| Given request |
Recast the items as a numbered list with blank lines omitted, starting at the line that contains "Box each oven door handle." and ending after the line that contains "210;267;331;320".

| Records from a collection |

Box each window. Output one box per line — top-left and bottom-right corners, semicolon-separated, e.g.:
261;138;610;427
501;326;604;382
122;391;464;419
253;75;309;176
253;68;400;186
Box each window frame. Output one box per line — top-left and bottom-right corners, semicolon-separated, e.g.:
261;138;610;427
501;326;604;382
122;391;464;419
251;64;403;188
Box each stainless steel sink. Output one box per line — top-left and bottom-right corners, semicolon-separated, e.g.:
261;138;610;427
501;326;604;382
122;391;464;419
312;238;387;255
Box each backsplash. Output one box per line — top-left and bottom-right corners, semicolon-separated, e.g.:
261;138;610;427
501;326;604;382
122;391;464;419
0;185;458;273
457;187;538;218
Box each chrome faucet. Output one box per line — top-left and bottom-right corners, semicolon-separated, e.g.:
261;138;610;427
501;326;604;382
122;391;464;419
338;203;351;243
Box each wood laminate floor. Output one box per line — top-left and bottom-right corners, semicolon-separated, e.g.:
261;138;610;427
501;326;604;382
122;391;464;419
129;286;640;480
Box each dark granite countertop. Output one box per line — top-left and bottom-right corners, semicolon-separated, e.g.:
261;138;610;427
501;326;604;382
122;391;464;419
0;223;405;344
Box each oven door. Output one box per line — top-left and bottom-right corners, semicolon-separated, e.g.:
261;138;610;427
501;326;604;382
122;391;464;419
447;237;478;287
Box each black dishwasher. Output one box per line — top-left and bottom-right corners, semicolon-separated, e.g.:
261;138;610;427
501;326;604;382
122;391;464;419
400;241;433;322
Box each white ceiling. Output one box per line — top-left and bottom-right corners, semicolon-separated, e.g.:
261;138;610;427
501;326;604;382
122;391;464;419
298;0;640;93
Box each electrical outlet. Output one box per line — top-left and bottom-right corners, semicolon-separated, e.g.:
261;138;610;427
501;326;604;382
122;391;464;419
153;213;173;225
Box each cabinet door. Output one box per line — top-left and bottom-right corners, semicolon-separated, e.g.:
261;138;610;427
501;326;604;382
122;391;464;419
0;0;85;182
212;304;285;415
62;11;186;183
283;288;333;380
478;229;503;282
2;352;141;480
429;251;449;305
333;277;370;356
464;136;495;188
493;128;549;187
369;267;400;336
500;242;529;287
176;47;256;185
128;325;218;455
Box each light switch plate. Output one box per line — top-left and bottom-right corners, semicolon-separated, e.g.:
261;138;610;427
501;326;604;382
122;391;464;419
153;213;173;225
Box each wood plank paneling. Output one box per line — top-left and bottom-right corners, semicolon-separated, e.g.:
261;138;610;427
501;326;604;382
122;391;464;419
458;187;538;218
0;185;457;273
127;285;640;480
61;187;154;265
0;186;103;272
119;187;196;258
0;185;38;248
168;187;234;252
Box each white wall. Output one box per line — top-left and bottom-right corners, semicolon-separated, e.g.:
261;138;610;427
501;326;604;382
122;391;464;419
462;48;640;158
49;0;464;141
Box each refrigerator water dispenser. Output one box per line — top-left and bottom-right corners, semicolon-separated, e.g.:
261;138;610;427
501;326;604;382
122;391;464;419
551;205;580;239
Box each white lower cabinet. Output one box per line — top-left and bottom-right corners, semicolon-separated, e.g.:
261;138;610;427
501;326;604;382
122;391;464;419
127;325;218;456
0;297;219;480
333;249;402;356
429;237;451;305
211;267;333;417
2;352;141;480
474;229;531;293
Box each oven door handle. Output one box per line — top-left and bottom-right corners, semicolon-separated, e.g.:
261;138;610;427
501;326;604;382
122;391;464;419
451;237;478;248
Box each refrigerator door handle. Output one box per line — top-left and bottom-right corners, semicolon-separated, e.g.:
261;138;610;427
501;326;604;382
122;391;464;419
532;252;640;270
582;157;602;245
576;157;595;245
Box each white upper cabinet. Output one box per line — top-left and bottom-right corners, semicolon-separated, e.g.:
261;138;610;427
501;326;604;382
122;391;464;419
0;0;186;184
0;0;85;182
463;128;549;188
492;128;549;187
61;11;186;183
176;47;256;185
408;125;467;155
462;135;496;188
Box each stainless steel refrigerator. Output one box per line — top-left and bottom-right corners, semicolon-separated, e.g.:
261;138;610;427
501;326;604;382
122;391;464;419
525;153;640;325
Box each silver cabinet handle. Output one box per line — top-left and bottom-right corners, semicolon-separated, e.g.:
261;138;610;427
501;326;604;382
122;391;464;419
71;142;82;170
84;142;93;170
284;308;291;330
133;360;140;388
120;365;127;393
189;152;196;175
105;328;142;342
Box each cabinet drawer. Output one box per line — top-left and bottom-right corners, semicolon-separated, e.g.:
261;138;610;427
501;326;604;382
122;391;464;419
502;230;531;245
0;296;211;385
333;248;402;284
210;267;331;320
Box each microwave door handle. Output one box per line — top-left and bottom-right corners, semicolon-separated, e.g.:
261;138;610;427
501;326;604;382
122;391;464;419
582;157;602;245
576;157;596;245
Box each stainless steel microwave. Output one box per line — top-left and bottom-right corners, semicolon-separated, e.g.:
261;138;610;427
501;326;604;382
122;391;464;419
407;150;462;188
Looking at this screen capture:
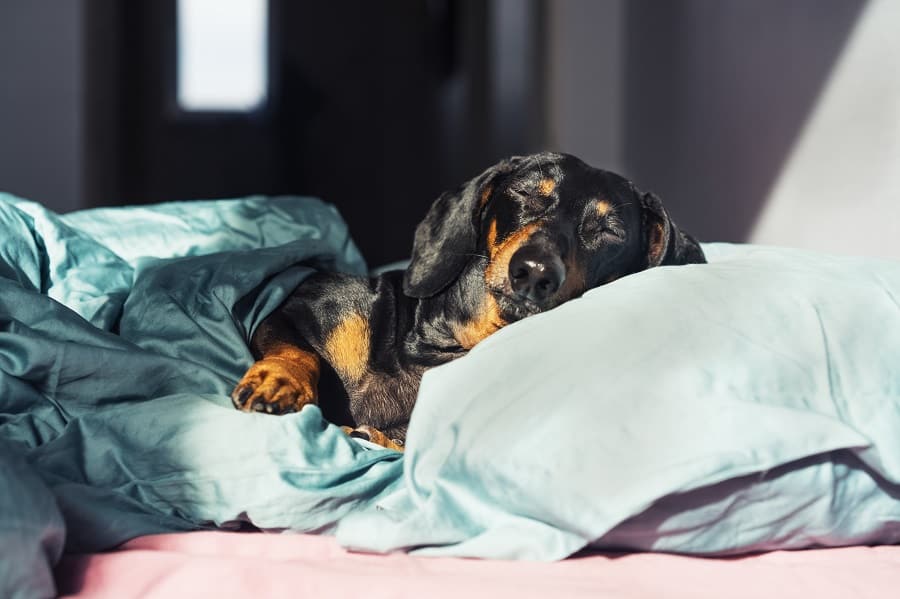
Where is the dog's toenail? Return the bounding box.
[350,429,372,441]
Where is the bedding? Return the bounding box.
[57,532,900,599]
[0,196,900,596]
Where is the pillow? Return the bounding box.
[338,244,900,559]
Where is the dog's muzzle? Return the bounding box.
[509,245,566,306]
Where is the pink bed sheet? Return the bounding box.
[57,532,900,599]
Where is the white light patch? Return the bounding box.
[750,0,900,259]
[176,0,268,112]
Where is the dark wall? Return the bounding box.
[0,0,84,211]
[82,0,528,264]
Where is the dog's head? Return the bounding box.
[403,153,705,342]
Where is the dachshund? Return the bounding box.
[232,152,706,449]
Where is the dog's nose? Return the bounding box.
[509,246,566,304]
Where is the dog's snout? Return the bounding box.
[509,246,566,304]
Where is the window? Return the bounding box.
[176,0,269,112]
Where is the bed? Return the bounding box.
[0,195,900,597]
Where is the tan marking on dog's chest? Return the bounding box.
[325,313,370,382]
[453,293,507,350]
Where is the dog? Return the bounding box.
[232,152,706,450]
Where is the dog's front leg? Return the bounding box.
[231,343,319,414]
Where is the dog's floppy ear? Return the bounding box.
[637,192,706,268]
[403,158,519,298]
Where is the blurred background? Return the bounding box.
[0,0,900,264]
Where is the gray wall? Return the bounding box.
[547,0,865,241]
[0,0,83,211]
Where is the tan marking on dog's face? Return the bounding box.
[538,177,556,196]
[325,313,370,382]
[478,185,494,208]
[484,222,541,289]
[647,222,666,265]
[487,218,497,256]
[453,293,507,350]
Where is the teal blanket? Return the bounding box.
[0,195,399,597]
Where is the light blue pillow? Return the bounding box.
[339,244,900,559]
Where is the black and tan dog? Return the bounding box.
[232,153,705,448]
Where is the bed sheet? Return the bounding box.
[57,532,900,599]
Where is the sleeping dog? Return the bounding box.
[232,153,705,449]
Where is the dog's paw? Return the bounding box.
[341,424,403,451]
[231,360,317,414]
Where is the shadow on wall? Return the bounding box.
[751,0,900,259]
[623,0,865,246]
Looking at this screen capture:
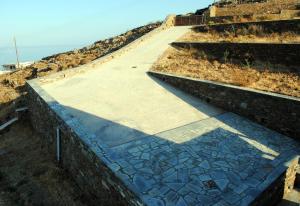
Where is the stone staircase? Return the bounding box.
[152,0,300,205]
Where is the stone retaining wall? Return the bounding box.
[193,19,300,34]
[172,42,300,71]
[149,71,300,141]
[213,0,300,17]
[26,80,142,206]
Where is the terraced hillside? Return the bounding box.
[152,20,300,97]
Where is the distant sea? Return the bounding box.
[0,45,84,71]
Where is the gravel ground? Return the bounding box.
[0,121,92,206]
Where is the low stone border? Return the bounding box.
[26,80,143,206]
[148,71,300,141]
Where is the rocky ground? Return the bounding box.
[179,26,300,43]
[0,121,91,206]
[0,23,161,206]
[152,48,300,97]
[0,22,161,119]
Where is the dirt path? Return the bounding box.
[0,122,91,206]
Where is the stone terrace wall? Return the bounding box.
[214,0,300,16]
[149,72,300,141]
[193,19,300,34]
[172,42,300,71]
[26,83,142,206]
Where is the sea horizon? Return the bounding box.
[0,45,85,70]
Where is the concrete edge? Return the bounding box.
[171,41,300,46]
[147,71,300,103]
[26,79,150,204]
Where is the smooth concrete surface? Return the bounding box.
[32,27,300,206]
[42,27,222,146]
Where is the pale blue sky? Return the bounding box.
[0,0,212,47]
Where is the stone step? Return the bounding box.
[192,19,300,34]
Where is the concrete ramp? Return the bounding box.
[29,27,299,206]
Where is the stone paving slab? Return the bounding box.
[30,28,299,206]
[106,113,300,205]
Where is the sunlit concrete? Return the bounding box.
[43,27,222,146]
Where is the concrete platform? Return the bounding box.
[29,27,300,206]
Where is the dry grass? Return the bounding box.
[152,48,300,97]
[179,29,300,43]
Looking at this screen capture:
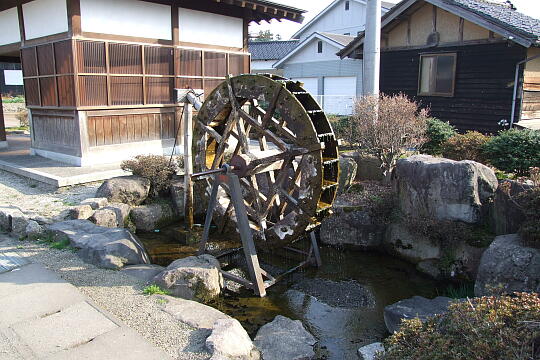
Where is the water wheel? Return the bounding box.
[194,75,339,247]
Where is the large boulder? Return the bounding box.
[254,315,317,360]
[0,205,28,236]
[338,157,358,194]
[395,155,498,224]
[153,254,223,302]
[474,234,540,296]
[206,319,260,360]
[384,296,454,334]
[96,175,150,206]
[47,220,150,270]
[130,202,178,232]
[492,180,532,235]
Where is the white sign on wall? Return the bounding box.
[4,70,23,85]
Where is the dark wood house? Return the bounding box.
[338,0,540,133]
[0,0,303,166]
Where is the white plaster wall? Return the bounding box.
[178,8,244,48]
[286,38,340,64]
[81,0,172,40]
[0,8,21,45]
[22,0,68,39]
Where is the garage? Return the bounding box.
[323,76,356,115]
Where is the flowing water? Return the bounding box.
[140,228,442,359]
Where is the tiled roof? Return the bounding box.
[249,40,300,60]
[450,0,540,42]
[319,32,355,46]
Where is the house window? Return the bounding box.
[418,53,456,96]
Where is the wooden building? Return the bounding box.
[0,0,303,166]
[338,0,540,133]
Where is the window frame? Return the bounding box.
[416,52,457,97]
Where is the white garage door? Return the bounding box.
[323,76,356,115]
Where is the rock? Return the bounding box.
[358,343,384,360]
[395,155,498,224]
[121,264,165,283]
[130,202,177,232]
[153,254,223,301]
[69,205,94,220]
[338,157,358,194]
[254,315,317,360]
[25,220,43,238]
[492,180,532,235]
[320,206,386,250]
[96,175,150,206]
[81,198,109,210]
[47,220,150,270]
[206,319,260,360]
[158,295,230,330]
[89,208,118,228]
[0,205,28,236]
[384,296,453,334]
[474,234,540,296]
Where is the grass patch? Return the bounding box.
[143,285,171,295]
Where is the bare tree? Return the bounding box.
[345,94,428,181]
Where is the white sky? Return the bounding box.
[249,0,540,40]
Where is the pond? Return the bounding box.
[140,228,444,359]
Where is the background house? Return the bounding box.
[339,0,540,132]
[0,0,303,166]
[274,0,393,115]
[249,40,300,75]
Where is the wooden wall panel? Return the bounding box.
[54,40,73,74]
[77,40,107,74]
[110,76,143,105]
[144,46,174,75]
[204,51,227,77]
[79,75,107,106]
[109,43,142,74]
[39,76,58,106]
[24,79,41,106]
[21,47,38,76]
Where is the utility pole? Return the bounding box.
[362,0,381,96]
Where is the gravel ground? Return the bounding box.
[0,236,209,360]
[0,170,101,217]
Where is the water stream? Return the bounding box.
[140,228,443,359]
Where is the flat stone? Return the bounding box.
[254,315,317,360]
[81,198,109,210]
[384,296,454,334]
[120,264,165,282]
[44,327,172,360]
[69,205,94,220]
[358,343,384,360]
[158,295,230,330]
[12,302,118,357]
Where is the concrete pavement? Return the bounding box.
[0,252,171,360]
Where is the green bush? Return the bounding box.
[442,131,490,163]
[376,293,540,360]
[484,129,540,175]
[120,155,178,197]
[420,118,457,155]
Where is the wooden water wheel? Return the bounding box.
[194,75,339,247]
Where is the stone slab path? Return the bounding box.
[0,252,171,360]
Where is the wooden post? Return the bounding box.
[184,102,193,230]
[0,94,7,149]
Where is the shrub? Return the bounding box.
[442,131,490,163]
[484,129,540,175]
[421,118,457,155]
[345,94,428,180]
[376,293,540,360]
[120,155,178,197]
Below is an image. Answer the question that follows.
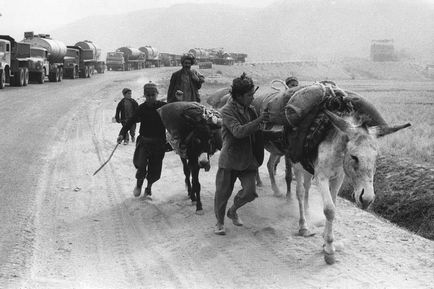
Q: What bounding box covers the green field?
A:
[201,64,434,165]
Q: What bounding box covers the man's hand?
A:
[259,108,270,123]
[116,135,124,144]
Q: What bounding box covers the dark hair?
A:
[285,76,298,86]
[231,72,255,97]
[181,53,196,65]
[143,81,158,96]
[122,88,131,95]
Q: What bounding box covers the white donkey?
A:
[294,111,410,264]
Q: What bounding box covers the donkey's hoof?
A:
[324,251,336,265]
[298,229,315,237]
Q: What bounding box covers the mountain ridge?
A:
[51,0,434,61]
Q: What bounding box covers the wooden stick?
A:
[93,144,119,176]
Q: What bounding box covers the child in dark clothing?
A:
[115,88,139,145]
[117,82,166,199]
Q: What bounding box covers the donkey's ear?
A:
[369,123,411,137]
[324,110,356,135]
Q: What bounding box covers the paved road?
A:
[0,71,154,287]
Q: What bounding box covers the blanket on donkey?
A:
[253,83,386,174]
[285,84,386,174]
[158,101,222,157]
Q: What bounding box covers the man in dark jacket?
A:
[115,88,139,145]
[117,82,166,198]
[167,54,205,103]
[214,73,269,235]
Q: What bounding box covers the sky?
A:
[0,0,434,38]
[0,0,276,38]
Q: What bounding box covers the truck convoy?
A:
[188,48,247,65]
[29,46,50,84]
[106,46,146,71]
[139,46,160,67]
[75,40,105,73]
[0,35,31,89]
[64,40,105,79]
[21,32,66,82]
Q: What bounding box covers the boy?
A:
[115,88,139,145]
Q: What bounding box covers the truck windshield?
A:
[66,49,77,57]
[30,49,45,58]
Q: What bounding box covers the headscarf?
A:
[143,81,158,96]
[122,88,131,95]
[231,72,255,97]
[181,53,196,64]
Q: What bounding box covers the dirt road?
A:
[0,70,434,289]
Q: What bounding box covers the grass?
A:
[201,63,434,165]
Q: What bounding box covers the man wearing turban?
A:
[214,73,269,235]
[167,53,205,103]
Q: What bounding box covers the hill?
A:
[51,0,434,62]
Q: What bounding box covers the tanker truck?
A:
[116,47,146,70]
[188,48,210,62]
[29,46,50,84]
[75,40,105,73]
[63,46,95,79]
[0,35,30,89]
[139,45,160,67]
[21,32,66,82]
[105,51,125,71]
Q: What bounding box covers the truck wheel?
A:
[38,71,45,84]
[0,71,6,89]
[14,67,24,86]
[23,67,29,86]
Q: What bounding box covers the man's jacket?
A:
[167,69,205,103]
[219,100,264,171]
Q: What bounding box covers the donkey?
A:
[158,101,222,215]
[294,110,410,264]
[181,126,222,215]
[207,83,309,198]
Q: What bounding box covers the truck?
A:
[63,46,95,79]
[0,35,30,89]
[105,51,125,71]
[21,32,67,82]
[160,52,181,66]
[229,52,247,63]
[139,45,161,67]
[29,46,50,84]
[106,46,146,71]
[188,48,210,62]
[208,48,235,65]
[75,40,106,73]
[116,46,146,70]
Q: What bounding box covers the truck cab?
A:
[64,45,95,78]
[63,46,80,79]
[0,35,30,89]
[106,51,125,70]
[29,47,50,84]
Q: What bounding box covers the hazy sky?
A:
[0,0,276,38]
[0,0,434,39]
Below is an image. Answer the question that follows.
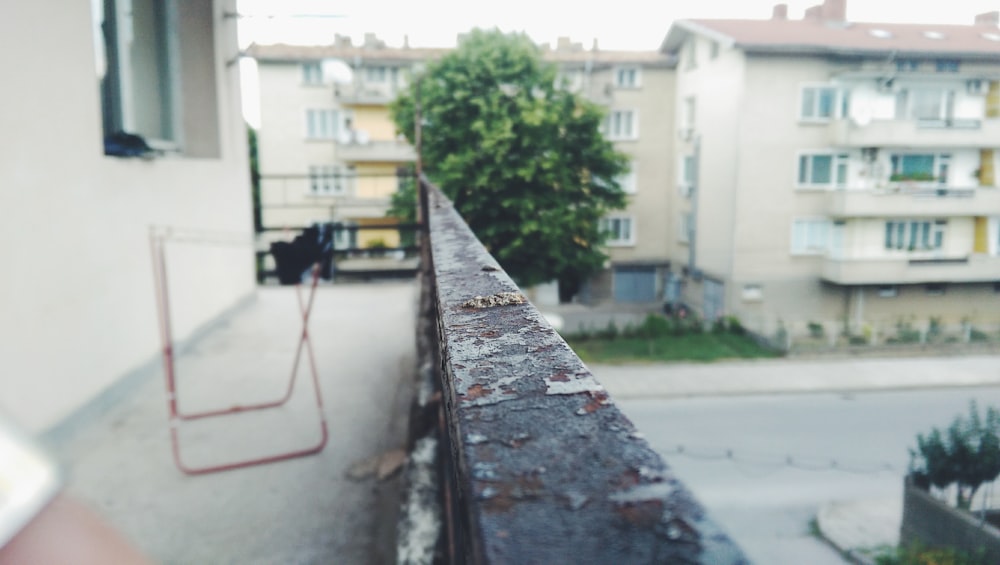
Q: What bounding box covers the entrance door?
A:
[614,266,656,302]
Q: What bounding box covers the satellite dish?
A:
[851,105,872,127]
[320,59,354,84]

| Response |
1. Box each oven door handle. Output one box per line — top-left and bottom-right corners, semicolon-separated, e.g.:
2. 261;138;610;427
3. 501;326;604;382
4. 122;391;464;419
5. 451;237;478;248
6. Box each refrigerator door handle. Output one box per line — top-left and bottom-right corners, semicolon-separated, e.g.:
7. 261;138;610;427
8. 501;326;604;382
9. 122;391;464;419
10. 532;252;640;270
11. 582;157;602;245
12. 576;157;595;245
13. Box each white upper cabinet. Output one box per line — top-left and bottom-right corners, semicolon-separated, e.g.:
14. 261;138;610;427
15. 501;326;604;382
16. 122;391;464;419
17. 0;0;186;184
18. 0;0;85;182
19. 463;128;549;188
20. 492;128;549;187
21. 61;11;186;183
22. 176;47;256;185
23. 408;125;467;155
24. 462;135;496;188
25. Box each stainless steel refrigerator. Output one box per line — top-left and bottom-right corners, semicolon-separated, e.g.:
26. 261;138;610;427
27. 501;326;604;382
28. 122;391;464;419
29. 525;153;640;325
30. Box each silver cabinet handle. Output one box per line — top-left and bottom-right corners, semicolon-separated, e.g.:
31. 261;138;610;427
32. 501;326;604;382
33. 122;391;464;419
34. 71;142;82;170
35. 84;142;93;170
36. 284;308;291;330
37. 133;360;140;388
38. 120;365;127;393
39. 189;152;196;175
40. 105;328;142;342
41. Box each cabinet drawer. Output one box per line — top-left and bottom-right corners, semicolon-separated, e.g.:
42. 261;138;610;427
43. 501;326;604;382
44. 122;391;464;419
45. 502;230;531;245
46. 0;296;211;385
47. 333;248;402;284
48. 210;267;331;320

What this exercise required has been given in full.